_BRIEF_
Please copy the rows below, starting with the line containing "sweater, one per animal or object that matches." and going on through the end of the rows, swapping "laptop" for "notebook computer" and leaving everything else unchanged.

_AVAILABLE DATA_
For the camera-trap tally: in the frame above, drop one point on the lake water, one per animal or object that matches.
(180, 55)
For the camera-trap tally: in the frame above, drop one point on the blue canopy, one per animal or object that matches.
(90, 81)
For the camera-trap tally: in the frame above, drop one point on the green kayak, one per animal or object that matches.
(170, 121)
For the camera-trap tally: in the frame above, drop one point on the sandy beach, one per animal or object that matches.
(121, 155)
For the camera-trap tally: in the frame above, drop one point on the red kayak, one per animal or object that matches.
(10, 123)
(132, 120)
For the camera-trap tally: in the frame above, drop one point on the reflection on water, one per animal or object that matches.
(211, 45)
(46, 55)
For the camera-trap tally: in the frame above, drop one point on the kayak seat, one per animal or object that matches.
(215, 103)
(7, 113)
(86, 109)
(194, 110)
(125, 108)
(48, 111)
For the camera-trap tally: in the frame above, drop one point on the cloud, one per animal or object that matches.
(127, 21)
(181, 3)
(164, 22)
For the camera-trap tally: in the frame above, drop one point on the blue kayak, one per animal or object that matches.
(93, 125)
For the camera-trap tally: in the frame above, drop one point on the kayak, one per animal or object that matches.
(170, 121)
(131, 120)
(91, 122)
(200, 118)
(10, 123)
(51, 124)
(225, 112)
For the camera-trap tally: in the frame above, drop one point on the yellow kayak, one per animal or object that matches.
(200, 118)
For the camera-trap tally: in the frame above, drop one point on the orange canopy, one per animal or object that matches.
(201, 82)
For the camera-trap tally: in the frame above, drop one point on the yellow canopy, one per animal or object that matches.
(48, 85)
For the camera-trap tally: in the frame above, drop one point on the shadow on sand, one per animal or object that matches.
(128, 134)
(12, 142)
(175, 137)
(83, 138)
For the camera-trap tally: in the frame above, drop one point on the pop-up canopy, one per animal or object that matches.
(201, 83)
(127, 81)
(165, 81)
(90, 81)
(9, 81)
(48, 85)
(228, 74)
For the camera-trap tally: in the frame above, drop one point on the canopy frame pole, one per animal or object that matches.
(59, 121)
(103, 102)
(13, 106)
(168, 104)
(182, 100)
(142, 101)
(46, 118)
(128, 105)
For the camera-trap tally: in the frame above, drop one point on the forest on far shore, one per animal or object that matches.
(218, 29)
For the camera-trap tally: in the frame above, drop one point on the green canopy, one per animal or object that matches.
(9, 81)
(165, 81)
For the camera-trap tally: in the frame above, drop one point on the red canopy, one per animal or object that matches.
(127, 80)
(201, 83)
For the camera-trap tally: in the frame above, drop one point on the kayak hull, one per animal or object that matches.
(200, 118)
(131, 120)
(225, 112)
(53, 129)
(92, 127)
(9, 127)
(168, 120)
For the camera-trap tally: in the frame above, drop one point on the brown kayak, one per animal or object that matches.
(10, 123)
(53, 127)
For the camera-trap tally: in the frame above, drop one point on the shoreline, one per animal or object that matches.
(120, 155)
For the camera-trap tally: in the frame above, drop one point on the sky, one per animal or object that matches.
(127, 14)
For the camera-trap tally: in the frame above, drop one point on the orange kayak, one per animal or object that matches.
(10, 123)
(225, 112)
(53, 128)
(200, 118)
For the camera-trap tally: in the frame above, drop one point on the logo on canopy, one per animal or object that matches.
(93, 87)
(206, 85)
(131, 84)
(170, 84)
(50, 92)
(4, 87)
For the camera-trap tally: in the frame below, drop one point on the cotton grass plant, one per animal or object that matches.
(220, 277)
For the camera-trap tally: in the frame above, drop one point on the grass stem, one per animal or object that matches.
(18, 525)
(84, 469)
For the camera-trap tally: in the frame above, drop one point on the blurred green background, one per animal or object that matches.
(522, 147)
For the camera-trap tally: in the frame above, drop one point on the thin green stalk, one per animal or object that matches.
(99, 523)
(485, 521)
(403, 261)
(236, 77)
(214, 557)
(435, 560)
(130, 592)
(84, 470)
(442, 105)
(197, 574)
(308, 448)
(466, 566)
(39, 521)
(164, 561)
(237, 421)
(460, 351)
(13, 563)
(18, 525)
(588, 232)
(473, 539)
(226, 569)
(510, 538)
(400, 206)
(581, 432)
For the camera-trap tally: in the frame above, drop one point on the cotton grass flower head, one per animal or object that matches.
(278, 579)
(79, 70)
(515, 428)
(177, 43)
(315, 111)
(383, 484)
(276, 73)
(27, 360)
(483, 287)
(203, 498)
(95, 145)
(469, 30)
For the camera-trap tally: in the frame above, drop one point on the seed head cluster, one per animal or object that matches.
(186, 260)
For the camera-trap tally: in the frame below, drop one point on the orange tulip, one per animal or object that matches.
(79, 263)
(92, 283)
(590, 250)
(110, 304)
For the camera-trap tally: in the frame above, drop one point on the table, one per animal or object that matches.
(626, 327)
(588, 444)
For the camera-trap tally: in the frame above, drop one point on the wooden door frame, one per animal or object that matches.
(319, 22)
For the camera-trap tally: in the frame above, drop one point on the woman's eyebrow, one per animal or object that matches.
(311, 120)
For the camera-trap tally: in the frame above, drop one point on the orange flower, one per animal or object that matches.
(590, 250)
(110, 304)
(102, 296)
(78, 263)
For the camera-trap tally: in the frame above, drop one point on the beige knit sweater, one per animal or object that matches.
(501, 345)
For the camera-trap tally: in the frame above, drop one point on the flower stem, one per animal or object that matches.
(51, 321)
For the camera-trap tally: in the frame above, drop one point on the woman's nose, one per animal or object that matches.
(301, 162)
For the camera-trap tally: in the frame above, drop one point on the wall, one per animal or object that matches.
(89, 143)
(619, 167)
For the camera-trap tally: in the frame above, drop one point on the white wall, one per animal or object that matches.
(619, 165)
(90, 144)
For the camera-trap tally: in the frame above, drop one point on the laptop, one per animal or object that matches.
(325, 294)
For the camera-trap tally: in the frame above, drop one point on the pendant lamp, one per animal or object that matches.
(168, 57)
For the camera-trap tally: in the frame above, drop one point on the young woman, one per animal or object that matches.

_WRITTEN RESPONSE_
For the camera-trap tally: in the frame above, drop one point on the beige knit sweater, one per animal or object that matches.
(501, 345)
For the camera-trap tally: in the frame above, drop one point on the flower stem, one per animal or object that matches.
(51, 321)
For the camera-trap tally: in the frame above, drop one point on the woman's nose, one per animal or object that matches.
(301, 162)
For the camera-trap tally: in the frame above, drop one point on the wall, one per animal or object that matches.
(89, 143)
(619, 167)
For the camera-trap tally: in the frame above, drop one point on the white wall, one per animal or object that matches.
(619, 165)
(90, 144)
For the camera-trap tally: in the frame above, drop one point on the notebook computer, one per animal or object that matches.
(325, 294)
For the camera-trap tally: in the frame above, drop one point on the pendant lamp, one per animal or object that matches.
(168, 57)
For the camera-trap tally: in the frame above, drop one point on the young woman, one per animal or object that matches.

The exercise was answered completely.